TO DO> Needed from the entries below: every line that holds the word "like".
---- SUPPLIED ENTRIES
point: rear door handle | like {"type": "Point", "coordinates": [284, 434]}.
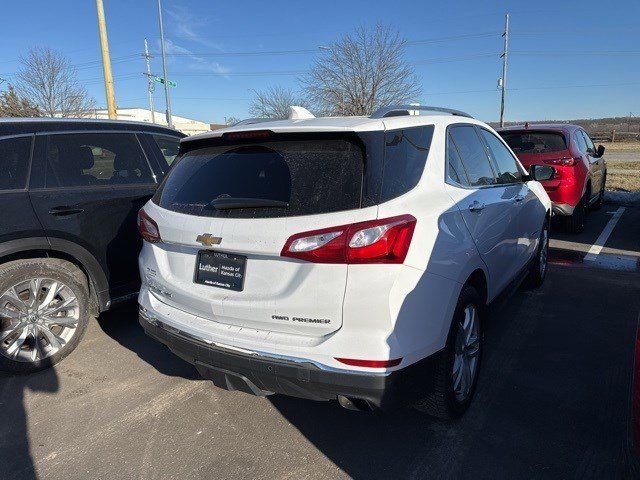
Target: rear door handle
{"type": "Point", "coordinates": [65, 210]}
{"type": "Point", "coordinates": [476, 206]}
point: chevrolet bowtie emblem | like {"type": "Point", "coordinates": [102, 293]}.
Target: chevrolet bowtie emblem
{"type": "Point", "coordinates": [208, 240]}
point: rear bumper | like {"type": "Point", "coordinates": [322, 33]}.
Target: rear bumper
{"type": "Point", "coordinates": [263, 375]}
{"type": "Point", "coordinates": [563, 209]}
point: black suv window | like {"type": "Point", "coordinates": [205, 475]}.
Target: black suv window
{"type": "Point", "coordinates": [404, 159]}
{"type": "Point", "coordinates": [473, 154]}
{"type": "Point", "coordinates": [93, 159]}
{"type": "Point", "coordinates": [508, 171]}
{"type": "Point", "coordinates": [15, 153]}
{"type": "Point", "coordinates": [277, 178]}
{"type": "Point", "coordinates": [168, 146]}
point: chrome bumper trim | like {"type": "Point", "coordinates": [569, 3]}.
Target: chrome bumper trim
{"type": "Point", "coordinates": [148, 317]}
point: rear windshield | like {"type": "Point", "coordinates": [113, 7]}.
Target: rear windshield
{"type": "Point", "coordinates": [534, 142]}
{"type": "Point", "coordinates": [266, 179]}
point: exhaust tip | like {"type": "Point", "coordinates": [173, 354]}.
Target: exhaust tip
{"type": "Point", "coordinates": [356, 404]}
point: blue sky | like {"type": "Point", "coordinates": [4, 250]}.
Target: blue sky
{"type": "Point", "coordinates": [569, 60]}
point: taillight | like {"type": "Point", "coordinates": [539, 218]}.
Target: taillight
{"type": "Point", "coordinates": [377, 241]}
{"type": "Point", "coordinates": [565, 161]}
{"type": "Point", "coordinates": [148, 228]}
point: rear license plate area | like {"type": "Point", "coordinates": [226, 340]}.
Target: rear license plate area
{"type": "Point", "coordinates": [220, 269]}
--------
THE COMPLETED TASK>
point: rear door handle | like {"type": "Point", "coordinates": [284, 434]}.
point: chevrolet bowtie emblem | like {"type": "Point", "coordinates": [102, 293]}.
point: rear bumper | like {"type": "Point", "coordinates": [322, 33]}.
point: black suv window | like {"type": "Point", "coordinates": [205, 475]}.
point: chrome bumper trim | like {"type": "Point", "coordinates": [569, 3]}.
point: rear windshield | like {"type": "Point", "coordinates": [113, 7]}.
point: exhaust tip | like {"type": "Point", "coordinates": [173, 354]}.
point: blue sky | like {"type": "Point", "coordinates": [4, 250]}.
point: taillight | like {"type": "Point", "coordinates": [539, 218]}.
point: rear license plate area | like {"type": "Point", "coordinates": [226, 340]}.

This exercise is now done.